**EXTRACTED INFORMATION:**
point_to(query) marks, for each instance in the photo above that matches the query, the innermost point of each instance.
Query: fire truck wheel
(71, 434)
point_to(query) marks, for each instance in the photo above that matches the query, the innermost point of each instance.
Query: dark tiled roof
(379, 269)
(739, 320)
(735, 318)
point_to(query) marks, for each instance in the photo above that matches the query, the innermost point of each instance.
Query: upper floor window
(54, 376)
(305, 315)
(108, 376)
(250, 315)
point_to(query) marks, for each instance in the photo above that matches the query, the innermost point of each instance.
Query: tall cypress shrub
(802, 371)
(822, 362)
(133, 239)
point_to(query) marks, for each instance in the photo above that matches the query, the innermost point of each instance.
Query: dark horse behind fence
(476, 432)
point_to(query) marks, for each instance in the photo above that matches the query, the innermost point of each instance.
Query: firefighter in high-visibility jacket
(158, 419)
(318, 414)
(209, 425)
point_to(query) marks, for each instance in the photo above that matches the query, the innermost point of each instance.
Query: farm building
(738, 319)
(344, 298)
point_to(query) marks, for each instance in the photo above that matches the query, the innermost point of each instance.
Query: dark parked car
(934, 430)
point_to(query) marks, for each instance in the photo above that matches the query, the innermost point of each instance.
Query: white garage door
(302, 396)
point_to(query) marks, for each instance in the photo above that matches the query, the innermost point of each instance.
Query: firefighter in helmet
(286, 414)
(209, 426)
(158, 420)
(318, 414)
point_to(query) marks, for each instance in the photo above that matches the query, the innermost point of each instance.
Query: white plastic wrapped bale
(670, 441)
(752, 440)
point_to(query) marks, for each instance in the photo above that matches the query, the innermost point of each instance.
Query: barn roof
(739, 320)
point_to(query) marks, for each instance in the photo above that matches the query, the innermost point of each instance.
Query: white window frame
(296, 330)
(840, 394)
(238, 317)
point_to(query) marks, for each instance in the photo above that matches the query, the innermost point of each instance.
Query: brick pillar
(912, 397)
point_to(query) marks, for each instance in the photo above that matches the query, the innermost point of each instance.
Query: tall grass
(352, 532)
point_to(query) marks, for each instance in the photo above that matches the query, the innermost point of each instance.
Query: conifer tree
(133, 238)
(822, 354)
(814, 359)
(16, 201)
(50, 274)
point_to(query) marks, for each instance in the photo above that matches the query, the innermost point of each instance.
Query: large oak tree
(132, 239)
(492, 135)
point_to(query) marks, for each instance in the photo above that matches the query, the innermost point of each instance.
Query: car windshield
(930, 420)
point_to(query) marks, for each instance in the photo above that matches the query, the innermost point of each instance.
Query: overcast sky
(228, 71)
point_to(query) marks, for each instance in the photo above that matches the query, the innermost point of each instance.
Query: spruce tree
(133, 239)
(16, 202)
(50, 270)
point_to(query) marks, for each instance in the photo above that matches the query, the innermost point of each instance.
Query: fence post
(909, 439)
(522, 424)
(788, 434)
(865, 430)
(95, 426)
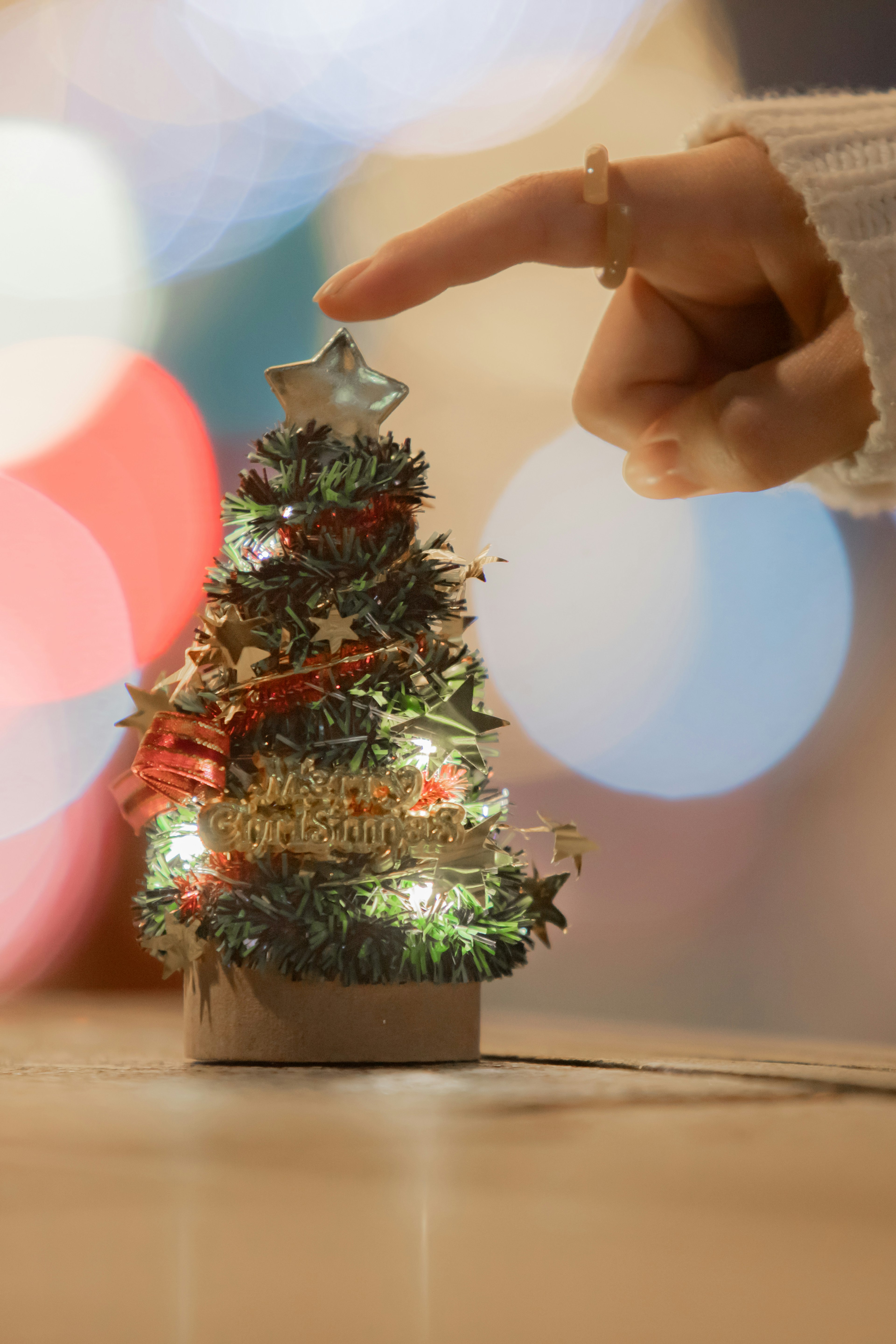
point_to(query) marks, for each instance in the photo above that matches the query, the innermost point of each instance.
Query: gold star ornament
(336, 389)
(147, 706)
(179, 944)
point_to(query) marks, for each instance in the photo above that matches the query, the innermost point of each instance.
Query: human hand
(727, 361)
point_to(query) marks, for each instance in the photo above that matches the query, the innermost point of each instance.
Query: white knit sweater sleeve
(839, 152)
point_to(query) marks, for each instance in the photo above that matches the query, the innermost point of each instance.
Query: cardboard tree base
(253, 1017)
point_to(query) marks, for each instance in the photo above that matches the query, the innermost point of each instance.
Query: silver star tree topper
(336, 389)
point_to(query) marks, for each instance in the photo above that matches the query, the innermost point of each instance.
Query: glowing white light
(428, 749)
(57, 749)
(50, 388)
(70, 251)
(187, 849)
(590, 628)
(675, 648)
(398, 62)
(418, 897)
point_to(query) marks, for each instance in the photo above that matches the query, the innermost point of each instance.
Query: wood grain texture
(656, 1186)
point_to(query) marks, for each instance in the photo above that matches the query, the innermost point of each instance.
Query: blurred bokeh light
(699, 640)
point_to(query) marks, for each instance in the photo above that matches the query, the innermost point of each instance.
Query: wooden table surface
(585, 1182)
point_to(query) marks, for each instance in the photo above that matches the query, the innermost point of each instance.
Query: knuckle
(747, 440)
(594, 412)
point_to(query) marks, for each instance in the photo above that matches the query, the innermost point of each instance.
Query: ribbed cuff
(839, 152)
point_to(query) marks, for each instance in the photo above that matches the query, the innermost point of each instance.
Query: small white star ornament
(336, 630)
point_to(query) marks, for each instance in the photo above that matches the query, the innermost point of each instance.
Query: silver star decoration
(147, 706)
(336, 389)
(178, 943)
(336, 630)
(455, 725)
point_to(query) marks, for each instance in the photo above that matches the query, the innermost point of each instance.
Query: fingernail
(342, 280)
(652, 470)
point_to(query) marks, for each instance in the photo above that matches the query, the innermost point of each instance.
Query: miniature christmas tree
(315, 781)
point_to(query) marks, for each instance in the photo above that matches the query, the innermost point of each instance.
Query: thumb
(761, 427)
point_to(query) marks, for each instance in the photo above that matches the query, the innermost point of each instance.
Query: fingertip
(655, 472)
(339, 285)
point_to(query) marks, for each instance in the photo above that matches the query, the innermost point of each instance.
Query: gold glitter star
(234, 635)
(336, 630)
(147, 706)
(336, 389)
(178, 943)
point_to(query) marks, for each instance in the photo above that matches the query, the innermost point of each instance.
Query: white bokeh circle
(672, 648)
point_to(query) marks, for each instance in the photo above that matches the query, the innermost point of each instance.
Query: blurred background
(706, 687)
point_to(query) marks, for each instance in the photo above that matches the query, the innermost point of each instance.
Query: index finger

**WHAT IS REQUIRED:** Return the full material word for word. Do not include the pictures.

**ANSWER TO THE TASK:**
point_to(query) marks, for each instance in the photo above that matches the query, the innermost point of each instance.
Query: fire truck wheel
(71, 434)
point_to(query) marks, for each instance in the photo above that matches the query, the innermost point of each instance.
Query: dark tiled roof
(379, 269)
(739, 320)
(735, 318)
point_to(query) marks, for each instance in the photo above that matches the query, the innermost point of each instance.
Query: upper floor window
(54, 376)
(305, 315)
(108, 376)
(250, 315)
point_to(query) marks, for each instance in the photo above that matches the query, the innermost point of each instance.
Query: tall cypress shrub
(802, 371)
(822, 362)
(133, 239)
point_to(query) marks, for each instance in the photo above that matches the query, the innermost point of each instance.
Query: dark horse behind fence
(476, 432)
point_to(query) marks, for each instance in the photo above that matches the query, the innermost point of each instance.
Query: firefighter in high-visibility jacket
(158, 419)
(318, 414)
(209, 425)
point_to(query) marks, for each instance in the photo above that matches the query, the innermost point of each instance.
Query: farm building
(738, 319)
(344, 298)
point_to(query) marks, for each instance in the photo above that matches the query, the innermost point of each instance.
Query: dark parked car
(934, 430)
point_to(query) marks, for each instance in the photo above that matches the query, the innermost point of each instance.
Query: white garage door
(302, 396)
point_to(query) marks, for each instance in the photo above that matches the query, the innermost point of each instance.
Query: firefighter in helmet
(286, 414)
(209, 426)
(158, 420)
(318, 414)
point_to(query) marks, for each instance in the photo above that matches the query, the innermost point of each instance.
Query: white plastic wrapped bale
(670, 441)
(752, 440)
point_to(query) marks, for each instance in the photo above that matches the query, the innermost point of each instance.
Query: barn roof
(739, 320)
point_to(query) marks, for each instance in the photo above that matches the query, the innermost point of each instance.
Query: white window frame
(296, 330)
(840, 394)
(238, 317)
point_to(query) marks, for each instance in the photo above that matches the query, the innermost point of each instance.
Query: brick pillar
(912, 397)
point_to(query) marks, for each instance in the photo above that matches the query, the innermost point of each instance.
Query: tall grass
(352, 532)
point_to(query) marks, for each instance in the photo above that matches the query, the innermost point of each instance.
Query: conifer tree
(133, 238)
(822, 354)
(814, 359)
(16, 201)
(50, 274)
point_to(query) marks, for each instance in the photo above that matches the query, the innermost point of each instance.
Query: large oak tree
(132, 239)
(492, 135)
point_to(query) marks, for each instance in the photo above that matches the query, the innermost point of each instance.
Query: car windshield
(930, 420)
point_to(query) marks, for each instance in the photo above that matches the query, the innermost point of each instance.
Query: overcast sky
(228, 71)
point_to(query) marks, for each instance in the photo above that matches the query, the innermost point of each instance.
Query: spruce tree
(133, 239)
(16, 202)
(50, 270)
point_to(query) marks, for each instance in the photo above that matches the query, the innermost point of each instance.
Query: fence post
(909, 439)
(522, 424)
(788, 434)
(865, 430)
(95, 426)
point_to(query) marks, for each instance in the photo above that matches the query, the innermost point of each instance.
Query: gold star ornament
(336, 389)
(147, 706)
(179, 944)
point_to(query) marks, for each instance in the photo above that matches the query, the innermost point of each instance.
Query: human hand
(727, 361)
point_to(query) marks, for each instance in the photo above that matches the query, the innermost point of each instance.
Query: white knit sweater sleeve
(839, 152)
point_to(query) marks, for each instance in the photo above that matches the query, the innermost point of each instance.
Query: cardboard tree base
(253, 1017)
point_to(query) marks, for each instance in the photo above that matches the query, the innermost point of each instance.
Query: silver star tree topper
(336, 389)
point_to(query) marks, for each instance in the photo above that matches the query, the innermost point of each instance.
Query: glowing white light
(428, 749)
(57, 749)
(50, 388)
(70, 251)
(187, 849)
(590, 628)
(675, 648)
(398, 62)
(418, 897)
point_to(query) marks, for each instance in the photo above that matches the query, the innermost point of each instance.
Query: wood grain texture
(656, 1186)
point_to(query) marks, for each instance in the photo above that matches the query, the innermost point of each instance.
Query: blurred bokeh light
(699, 640)
point_to(query) marks, for each instance in the photo above that matches the query, the innermost point of each instance.
Query: wooden table surface
(585, 1182)
point_to(query) marks, for each instance in the photo above that matches the query, the innermost point of each instance.
Query: knuckle
(747, 440)
(594, 412)
point_to(query) marks, for each instance in the photo above that matches the query, the innermost point of each instance.
Query: ribbed cuff
(839, 152)
point_to(query) marks, for each instance in the photo above that matches the query, the innermost point of each instance.
Query: small white star ornament
(336, 630)
point_to(query) marks, for each instance in the photo above that matches the query, the innermost point of each instance.
Query: silver star decoration
(147, 706)
(336, 389)
(178, 943)
(336, 630)
(455, 725)
point_to(query) marks, for each instance in the photo above that matches the query, the innermost point of each instance.
Query: fingernail
(342, 280)
(652, 470)
point_to(query) marks, for each instance in the photo above that matches the query, the innermost point of each instance.
Query: miniature christmas tree
(315, 781)
point_to(query) marks, for each instance in the photo above that matches the query, the innermost point of each instance.
Query: thumb
(761, 427)
point_to(query) marks, for each instance in the photo above that matches the query, the innermost point of each instance.
Query: fingertip
(655, 472)
(339, 285)
point_to(query) marks, for each instance in the photo above that matches the query, the innermost point of each instance.
Query: gold glitter star
(234, 635)
(336, 630)
(147, 706)
(336, 389)
(178, 943)
point_to(query) marks, for each instance in the photo above that matches the query, the innermost point of each instance.
Query: white bokeh circle
(672, 648)
point_to(query) marks, for each instance in the photo above that matches the query, the innermost point of each instance.
Query: blurred background
(706, 687)
point_to(query) marks, for each instance in the photo above that matches the query, the innermost point of each instance.
Query: index finger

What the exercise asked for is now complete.